**MATERIALE DELL'ESERCIZIO**

__________

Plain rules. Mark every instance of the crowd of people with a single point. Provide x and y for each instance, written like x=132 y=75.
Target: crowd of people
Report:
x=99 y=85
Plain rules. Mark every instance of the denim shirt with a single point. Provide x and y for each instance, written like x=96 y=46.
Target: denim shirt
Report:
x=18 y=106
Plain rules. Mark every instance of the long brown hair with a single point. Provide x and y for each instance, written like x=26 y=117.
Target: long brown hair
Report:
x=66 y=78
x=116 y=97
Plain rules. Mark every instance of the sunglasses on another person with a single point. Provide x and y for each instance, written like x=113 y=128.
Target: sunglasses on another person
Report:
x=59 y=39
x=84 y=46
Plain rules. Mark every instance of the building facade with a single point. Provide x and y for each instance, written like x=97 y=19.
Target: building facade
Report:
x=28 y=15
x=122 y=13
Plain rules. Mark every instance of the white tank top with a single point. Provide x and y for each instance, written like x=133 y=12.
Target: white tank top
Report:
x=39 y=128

__________

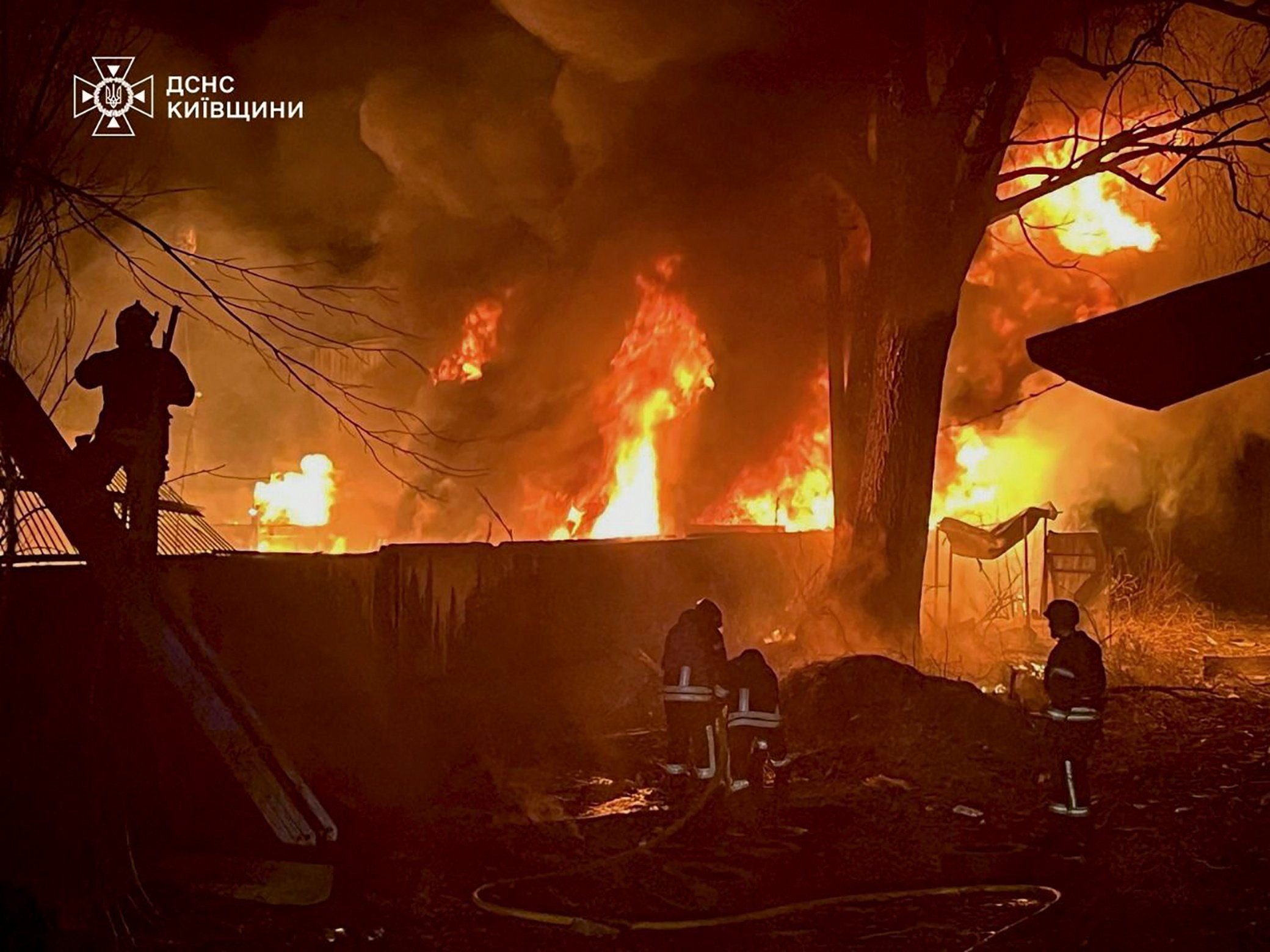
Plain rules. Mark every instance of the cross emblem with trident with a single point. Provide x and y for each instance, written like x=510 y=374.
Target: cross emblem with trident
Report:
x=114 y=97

__________

**COSA FARE**
Individua nel materiale qui sopra tutte le righe in cui compare la parola "person". Riportale per intero.

**SOLUZIONE DELL'ESERCIZIO**
Plain rules. Mark every instance of the sunglasses on another person with a single point. Provide x and y for each instance, written like x=113 y=128.
Target: sunglasses on another person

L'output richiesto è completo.